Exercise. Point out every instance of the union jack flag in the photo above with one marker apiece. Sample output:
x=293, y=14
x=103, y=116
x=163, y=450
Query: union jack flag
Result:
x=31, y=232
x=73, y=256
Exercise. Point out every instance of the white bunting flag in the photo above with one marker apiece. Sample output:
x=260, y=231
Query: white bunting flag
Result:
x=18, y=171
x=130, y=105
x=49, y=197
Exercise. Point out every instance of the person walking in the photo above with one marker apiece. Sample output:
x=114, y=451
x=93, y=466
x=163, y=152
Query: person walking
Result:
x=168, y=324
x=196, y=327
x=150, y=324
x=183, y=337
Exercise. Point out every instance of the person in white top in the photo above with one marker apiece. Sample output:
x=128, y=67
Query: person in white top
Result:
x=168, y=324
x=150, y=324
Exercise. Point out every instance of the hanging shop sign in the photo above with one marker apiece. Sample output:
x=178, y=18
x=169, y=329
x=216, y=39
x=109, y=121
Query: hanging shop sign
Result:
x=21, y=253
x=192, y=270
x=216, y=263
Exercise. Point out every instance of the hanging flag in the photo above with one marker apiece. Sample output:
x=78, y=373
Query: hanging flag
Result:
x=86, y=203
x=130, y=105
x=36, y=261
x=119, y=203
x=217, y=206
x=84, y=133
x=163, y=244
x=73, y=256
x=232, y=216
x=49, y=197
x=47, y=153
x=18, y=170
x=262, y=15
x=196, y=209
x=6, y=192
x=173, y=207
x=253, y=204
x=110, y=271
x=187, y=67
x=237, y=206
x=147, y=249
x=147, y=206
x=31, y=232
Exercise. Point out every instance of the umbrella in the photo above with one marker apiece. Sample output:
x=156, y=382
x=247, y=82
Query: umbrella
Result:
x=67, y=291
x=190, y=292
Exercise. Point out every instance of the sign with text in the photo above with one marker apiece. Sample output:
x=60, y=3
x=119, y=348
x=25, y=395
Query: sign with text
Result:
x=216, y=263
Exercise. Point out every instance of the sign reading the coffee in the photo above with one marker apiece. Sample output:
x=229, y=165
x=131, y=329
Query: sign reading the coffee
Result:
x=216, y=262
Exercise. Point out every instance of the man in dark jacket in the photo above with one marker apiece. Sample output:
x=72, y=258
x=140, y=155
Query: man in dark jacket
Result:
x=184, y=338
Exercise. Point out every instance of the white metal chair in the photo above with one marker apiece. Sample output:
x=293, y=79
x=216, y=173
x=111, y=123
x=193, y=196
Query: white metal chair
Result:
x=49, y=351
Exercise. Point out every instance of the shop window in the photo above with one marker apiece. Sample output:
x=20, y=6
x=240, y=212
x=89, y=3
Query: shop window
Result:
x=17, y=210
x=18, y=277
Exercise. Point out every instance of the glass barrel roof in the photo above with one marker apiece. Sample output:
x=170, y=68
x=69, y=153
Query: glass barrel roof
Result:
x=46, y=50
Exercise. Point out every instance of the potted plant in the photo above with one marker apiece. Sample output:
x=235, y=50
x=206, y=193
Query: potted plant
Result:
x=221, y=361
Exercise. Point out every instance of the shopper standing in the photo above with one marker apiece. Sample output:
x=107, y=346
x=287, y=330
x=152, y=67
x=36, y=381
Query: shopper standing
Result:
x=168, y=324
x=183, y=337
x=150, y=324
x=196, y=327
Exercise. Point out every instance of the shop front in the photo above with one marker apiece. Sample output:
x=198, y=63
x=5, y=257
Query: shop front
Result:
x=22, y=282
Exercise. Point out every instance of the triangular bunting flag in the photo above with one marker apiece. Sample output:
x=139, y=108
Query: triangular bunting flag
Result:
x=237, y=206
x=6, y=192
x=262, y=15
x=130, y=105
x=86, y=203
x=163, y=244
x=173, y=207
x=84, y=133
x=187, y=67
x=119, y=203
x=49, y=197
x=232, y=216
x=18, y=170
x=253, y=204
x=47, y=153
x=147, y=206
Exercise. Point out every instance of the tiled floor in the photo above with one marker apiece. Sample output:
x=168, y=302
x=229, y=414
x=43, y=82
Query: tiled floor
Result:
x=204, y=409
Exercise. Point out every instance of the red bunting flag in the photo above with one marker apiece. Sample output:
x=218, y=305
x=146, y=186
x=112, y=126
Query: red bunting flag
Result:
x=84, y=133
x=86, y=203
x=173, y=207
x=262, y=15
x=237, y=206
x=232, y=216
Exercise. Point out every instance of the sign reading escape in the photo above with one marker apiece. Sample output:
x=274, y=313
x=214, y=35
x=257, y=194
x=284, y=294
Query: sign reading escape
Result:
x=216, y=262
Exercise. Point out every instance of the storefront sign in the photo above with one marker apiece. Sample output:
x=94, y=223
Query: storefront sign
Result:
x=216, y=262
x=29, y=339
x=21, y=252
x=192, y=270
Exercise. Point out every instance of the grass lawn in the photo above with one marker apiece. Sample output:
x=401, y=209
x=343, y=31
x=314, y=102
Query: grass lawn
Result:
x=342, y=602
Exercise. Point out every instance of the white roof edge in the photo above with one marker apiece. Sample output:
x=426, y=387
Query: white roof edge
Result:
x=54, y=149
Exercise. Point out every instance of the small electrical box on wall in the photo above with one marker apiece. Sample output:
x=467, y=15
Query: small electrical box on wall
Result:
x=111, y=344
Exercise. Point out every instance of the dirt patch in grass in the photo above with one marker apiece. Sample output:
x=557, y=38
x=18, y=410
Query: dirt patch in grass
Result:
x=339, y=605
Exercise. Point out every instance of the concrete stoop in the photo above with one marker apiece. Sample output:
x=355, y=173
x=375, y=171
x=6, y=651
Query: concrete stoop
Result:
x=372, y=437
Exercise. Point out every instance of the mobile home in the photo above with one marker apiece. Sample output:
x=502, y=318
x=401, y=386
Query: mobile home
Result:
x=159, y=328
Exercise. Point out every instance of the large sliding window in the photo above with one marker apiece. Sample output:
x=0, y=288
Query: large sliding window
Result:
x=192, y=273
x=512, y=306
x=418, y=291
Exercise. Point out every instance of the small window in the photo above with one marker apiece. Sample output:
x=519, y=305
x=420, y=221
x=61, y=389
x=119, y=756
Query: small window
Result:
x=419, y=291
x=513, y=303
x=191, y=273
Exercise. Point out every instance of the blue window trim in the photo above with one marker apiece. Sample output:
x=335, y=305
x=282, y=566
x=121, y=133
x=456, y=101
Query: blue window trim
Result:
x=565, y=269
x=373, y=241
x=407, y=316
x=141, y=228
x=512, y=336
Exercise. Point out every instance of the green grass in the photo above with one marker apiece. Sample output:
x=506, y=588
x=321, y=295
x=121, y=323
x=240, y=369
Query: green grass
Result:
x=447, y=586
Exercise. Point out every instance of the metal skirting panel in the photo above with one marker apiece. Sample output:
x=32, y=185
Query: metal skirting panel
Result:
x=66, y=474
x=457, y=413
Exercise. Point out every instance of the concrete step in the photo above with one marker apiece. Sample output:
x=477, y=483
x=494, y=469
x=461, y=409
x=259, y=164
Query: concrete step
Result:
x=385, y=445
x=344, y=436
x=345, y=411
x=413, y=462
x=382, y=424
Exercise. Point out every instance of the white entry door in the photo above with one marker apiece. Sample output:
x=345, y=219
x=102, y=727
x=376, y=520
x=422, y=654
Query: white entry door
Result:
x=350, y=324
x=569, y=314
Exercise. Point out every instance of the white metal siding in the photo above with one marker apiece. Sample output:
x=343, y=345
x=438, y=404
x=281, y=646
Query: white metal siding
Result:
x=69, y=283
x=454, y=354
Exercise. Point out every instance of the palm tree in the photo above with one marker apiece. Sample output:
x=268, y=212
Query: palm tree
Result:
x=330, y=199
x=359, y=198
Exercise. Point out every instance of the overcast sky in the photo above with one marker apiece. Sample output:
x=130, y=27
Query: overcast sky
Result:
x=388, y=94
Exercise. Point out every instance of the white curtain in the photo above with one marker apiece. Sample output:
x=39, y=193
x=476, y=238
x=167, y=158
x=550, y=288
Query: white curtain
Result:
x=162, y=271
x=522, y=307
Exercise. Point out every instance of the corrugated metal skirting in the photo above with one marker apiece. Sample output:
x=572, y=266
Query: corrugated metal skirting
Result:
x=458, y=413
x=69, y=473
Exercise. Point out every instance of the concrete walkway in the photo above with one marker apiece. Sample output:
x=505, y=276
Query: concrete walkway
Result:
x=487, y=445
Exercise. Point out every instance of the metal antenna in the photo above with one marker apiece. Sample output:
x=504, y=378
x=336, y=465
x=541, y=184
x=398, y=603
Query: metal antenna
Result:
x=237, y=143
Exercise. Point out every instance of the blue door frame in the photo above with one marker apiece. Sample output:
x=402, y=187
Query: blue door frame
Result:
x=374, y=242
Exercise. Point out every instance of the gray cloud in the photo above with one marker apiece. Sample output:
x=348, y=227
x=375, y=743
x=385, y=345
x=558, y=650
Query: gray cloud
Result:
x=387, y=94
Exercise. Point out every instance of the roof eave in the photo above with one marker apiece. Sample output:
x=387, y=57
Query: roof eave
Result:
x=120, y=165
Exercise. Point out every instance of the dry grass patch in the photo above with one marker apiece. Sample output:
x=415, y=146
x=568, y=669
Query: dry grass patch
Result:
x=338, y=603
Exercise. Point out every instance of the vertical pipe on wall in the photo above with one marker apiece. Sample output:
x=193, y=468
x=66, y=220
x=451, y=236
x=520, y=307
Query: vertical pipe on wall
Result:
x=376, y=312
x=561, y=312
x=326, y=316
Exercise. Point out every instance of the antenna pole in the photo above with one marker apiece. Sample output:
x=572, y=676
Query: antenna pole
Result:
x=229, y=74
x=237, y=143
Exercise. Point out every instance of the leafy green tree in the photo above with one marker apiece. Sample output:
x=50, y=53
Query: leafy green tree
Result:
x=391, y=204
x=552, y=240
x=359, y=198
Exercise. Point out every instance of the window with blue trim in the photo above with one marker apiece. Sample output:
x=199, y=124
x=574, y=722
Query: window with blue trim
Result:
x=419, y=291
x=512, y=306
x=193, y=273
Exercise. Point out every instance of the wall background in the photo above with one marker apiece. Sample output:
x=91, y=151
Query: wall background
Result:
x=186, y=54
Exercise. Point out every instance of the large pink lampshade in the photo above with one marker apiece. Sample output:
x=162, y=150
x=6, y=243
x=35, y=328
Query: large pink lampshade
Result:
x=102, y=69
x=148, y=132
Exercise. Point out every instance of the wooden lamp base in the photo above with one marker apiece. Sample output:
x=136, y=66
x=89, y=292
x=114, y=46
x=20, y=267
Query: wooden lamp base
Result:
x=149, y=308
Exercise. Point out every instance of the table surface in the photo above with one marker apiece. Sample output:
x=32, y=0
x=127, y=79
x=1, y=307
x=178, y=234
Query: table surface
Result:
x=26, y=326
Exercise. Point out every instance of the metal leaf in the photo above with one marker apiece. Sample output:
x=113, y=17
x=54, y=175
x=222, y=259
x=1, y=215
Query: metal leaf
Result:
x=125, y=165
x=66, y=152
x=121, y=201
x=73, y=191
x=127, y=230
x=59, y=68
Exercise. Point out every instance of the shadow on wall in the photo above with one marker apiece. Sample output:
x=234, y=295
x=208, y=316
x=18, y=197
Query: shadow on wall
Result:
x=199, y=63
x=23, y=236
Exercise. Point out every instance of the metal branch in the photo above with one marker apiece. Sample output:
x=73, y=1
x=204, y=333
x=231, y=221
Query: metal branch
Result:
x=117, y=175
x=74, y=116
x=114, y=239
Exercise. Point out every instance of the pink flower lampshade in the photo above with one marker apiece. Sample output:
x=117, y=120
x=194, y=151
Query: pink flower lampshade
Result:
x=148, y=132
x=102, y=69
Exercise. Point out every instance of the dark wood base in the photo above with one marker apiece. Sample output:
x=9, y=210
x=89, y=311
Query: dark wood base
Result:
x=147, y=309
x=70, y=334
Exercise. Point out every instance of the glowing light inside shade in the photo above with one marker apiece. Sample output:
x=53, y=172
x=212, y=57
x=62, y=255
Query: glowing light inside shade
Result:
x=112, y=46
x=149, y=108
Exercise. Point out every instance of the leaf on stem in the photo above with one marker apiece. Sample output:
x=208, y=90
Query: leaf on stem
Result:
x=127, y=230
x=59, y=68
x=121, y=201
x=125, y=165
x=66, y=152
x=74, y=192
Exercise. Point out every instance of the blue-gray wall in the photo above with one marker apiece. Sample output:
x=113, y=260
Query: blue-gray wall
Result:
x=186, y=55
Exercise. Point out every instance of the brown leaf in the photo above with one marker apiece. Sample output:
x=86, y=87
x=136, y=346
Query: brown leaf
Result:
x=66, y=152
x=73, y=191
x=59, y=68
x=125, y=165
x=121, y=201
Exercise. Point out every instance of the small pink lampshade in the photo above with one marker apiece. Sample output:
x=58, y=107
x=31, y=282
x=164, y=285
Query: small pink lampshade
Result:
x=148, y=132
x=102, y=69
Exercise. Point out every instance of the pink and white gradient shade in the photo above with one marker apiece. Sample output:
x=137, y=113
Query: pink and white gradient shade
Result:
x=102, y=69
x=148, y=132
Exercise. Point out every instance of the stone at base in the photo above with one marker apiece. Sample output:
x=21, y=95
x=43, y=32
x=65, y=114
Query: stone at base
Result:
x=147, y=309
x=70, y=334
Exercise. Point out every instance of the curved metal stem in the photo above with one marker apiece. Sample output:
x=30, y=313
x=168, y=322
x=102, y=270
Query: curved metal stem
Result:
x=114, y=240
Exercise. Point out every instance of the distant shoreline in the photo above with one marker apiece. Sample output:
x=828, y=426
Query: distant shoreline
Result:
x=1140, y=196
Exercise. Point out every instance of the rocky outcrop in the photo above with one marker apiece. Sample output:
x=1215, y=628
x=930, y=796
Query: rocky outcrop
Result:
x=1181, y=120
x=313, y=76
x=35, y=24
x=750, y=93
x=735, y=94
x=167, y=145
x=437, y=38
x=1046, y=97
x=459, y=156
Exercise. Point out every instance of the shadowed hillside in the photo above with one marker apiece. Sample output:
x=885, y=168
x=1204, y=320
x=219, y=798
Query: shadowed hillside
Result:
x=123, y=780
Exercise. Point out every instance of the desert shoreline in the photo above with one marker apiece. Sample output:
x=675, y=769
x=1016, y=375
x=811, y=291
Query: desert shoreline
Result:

##########

Give again, word for word, every line of the listing above from the one with "x=828, y=426" to the one with "Query: shadowed hillside", both inclusive, and nothing beyond them.

## Written answer
x=828, y=426
Query: distant shoreline
Result:
x=1140, y=196
Exercise. Point out every instance of the rocky outcrop in the photo above with one marker apiece. Sample output:
x=1215, y=628
x=930, y=796
Query: rocky outcrop
Result:
x=1181, y=120
x=313, y=76
x=35, y=24
x=750, y=93
x=735, y=94
x=167, y=145
x=437, y=38
x=1046, y=97
x=459, y=156
Exercise. Point out every instance of the shadowed hillside in the photo above with one marker apiece. Sample output:
x=885, y=168
x=1204, y=320
x=219, y=798
Query: shadowed hillside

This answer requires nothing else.